Directions> Pull every line holding the string "farthest" from the records below.

(Natural-language object grounding data)
______
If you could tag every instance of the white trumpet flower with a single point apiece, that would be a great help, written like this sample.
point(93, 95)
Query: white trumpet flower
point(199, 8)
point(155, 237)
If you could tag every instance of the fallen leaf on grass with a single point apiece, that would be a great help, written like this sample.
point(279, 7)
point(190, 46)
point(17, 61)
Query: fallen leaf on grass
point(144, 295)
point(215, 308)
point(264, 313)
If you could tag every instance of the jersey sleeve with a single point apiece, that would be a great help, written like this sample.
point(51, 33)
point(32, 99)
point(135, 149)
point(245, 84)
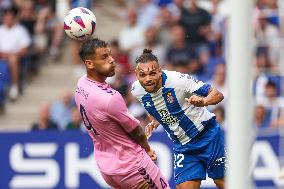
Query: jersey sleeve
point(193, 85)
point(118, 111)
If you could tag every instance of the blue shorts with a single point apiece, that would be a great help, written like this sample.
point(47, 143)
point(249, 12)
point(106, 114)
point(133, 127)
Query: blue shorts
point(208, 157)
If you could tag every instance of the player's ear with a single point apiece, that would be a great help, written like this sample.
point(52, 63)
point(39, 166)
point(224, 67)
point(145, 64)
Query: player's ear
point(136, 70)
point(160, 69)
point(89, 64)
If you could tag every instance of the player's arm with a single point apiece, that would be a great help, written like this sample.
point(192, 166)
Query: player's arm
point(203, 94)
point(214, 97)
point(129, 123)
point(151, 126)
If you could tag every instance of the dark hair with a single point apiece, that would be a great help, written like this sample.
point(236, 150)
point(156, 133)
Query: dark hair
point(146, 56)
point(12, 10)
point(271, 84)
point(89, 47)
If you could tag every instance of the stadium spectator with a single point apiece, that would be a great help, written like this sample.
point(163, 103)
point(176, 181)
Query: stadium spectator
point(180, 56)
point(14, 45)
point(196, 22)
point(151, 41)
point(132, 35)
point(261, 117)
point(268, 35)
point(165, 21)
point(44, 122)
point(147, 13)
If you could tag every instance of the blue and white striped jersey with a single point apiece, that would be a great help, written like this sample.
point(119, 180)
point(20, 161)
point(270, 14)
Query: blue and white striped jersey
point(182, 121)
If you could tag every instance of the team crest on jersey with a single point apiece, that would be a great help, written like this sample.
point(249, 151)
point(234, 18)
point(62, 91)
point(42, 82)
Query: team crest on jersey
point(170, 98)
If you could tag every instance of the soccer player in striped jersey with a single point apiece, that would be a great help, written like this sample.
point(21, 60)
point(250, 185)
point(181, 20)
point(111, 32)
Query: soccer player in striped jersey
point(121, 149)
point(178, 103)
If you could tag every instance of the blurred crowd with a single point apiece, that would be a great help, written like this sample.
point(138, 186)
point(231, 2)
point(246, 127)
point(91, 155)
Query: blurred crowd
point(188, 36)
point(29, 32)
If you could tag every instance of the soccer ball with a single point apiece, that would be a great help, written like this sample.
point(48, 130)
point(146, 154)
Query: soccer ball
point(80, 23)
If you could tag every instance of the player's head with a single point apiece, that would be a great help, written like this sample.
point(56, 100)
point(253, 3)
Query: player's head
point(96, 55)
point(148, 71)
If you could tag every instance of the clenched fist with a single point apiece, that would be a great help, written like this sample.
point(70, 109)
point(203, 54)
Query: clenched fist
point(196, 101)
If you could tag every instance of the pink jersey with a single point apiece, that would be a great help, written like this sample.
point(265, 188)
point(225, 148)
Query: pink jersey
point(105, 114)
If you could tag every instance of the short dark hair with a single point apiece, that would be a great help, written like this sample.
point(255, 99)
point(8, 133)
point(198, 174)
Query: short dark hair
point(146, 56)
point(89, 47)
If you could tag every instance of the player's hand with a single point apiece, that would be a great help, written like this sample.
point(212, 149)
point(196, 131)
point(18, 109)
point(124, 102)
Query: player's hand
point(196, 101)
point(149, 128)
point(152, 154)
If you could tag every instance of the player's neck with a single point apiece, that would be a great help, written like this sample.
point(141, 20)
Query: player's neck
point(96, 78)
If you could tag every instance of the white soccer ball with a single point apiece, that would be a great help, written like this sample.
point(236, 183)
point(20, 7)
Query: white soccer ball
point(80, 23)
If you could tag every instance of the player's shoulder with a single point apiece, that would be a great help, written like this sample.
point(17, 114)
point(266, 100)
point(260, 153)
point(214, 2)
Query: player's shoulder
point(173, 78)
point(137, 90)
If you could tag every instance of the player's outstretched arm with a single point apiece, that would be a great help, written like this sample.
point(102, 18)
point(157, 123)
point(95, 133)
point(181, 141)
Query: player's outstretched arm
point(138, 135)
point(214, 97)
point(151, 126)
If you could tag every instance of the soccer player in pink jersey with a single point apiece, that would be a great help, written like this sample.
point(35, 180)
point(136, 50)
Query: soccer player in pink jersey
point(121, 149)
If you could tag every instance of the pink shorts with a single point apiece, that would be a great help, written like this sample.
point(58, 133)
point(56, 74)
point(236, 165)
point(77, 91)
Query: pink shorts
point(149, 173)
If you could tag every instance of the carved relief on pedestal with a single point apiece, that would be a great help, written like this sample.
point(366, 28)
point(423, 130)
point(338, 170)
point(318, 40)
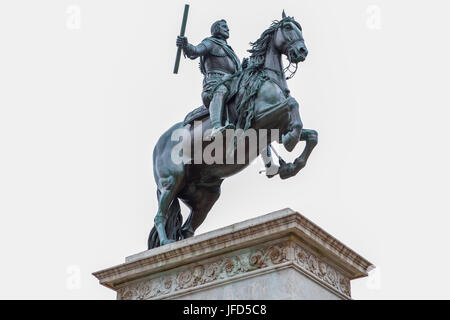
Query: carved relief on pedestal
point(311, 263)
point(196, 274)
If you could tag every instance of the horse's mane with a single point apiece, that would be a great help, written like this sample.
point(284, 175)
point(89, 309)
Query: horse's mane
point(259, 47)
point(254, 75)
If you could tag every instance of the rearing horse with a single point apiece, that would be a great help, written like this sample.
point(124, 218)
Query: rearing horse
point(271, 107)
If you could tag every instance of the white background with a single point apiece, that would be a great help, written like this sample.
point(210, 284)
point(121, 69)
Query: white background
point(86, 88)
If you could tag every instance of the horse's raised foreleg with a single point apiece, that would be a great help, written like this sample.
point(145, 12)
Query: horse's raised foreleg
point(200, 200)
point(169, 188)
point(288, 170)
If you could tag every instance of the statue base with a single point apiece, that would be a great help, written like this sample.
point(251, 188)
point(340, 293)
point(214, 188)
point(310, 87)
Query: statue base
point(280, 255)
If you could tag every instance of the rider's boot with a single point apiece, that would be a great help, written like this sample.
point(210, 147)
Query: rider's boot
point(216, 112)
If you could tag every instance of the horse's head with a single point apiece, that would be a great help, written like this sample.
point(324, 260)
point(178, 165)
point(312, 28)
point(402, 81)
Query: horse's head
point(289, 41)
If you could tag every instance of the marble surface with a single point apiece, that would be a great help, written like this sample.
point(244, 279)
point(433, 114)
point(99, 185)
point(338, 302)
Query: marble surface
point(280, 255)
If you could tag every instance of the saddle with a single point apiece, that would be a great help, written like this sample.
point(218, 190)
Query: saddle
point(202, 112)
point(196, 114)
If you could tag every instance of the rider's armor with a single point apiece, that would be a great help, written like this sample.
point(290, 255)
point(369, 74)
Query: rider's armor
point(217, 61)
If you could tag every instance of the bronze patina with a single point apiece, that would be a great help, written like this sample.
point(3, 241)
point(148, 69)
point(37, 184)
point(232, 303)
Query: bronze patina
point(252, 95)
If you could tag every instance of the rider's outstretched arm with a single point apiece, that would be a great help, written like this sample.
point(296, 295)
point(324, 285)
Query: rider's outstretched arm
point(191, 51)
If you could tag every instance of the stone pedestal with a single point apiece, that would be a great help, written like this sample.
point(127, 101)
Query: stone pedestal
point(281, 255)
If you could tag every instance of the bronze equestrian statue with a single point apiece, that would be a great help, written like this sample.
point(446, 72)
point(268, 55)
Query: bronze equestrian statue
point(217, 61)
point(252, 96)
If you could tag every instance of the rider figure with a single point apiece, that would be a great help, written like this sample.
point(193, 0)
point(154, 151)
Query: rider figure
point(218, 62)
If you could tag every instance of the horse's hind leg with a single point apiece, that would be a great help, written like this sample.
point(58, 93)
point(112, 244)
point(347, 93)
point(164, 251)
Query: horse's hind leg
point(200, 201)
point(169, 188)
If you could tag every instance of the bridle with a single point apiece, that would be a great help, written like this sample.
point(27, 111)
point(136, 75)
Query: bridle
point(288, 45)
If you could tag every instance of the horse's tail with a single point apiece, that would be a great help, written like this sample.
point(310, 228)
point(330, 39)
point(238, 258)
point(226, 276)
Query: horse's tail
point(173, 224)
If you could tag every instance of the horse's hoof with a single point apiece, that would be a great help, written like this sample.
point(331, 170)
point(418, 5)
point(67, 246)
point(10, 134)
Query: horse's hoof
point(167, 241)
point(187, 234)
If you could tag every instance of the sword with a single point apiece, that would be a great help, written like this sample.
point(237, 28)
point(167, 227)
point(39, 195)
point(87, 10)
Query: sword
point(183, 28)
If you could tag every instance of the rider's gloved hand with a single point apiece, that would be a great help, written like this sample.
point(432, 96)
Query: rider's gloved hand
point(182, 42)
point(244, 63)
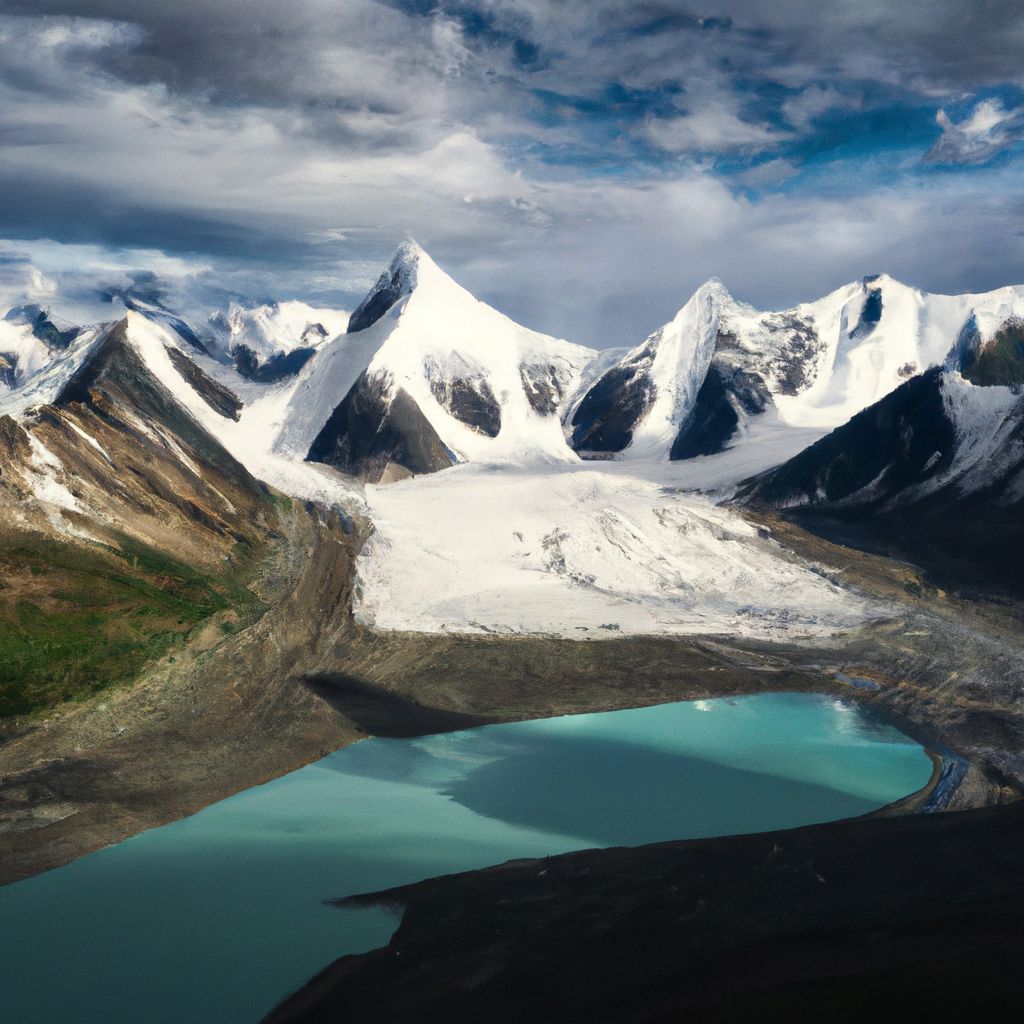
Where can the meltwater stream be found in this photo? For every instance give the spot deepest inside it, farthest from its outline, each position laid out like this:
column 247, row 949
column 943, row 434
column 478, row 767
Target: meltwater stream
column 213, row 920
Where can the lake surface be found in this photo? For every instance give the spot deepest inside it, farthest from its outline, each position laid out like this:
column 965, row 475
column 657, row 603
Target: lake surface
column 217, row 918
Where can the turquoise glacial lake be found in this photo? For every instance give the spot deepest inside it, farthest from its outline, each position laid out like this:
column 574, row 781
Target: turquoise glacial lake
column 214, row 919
______
Answer to the problem>
Where can the meltwater stream be found in this photo? For every instance give the spot deepest inside it, farthest from its outline, each position laid out like this:
Where can the lake surface be found in this photo? For every instance give the spot deepest inside it, farthest from its outline, each position laid out like this:
Where can the turquoise glacial lake be found in this photo? For every instance give the spot deepest inside it, farthest from its outline, each position laid out like this:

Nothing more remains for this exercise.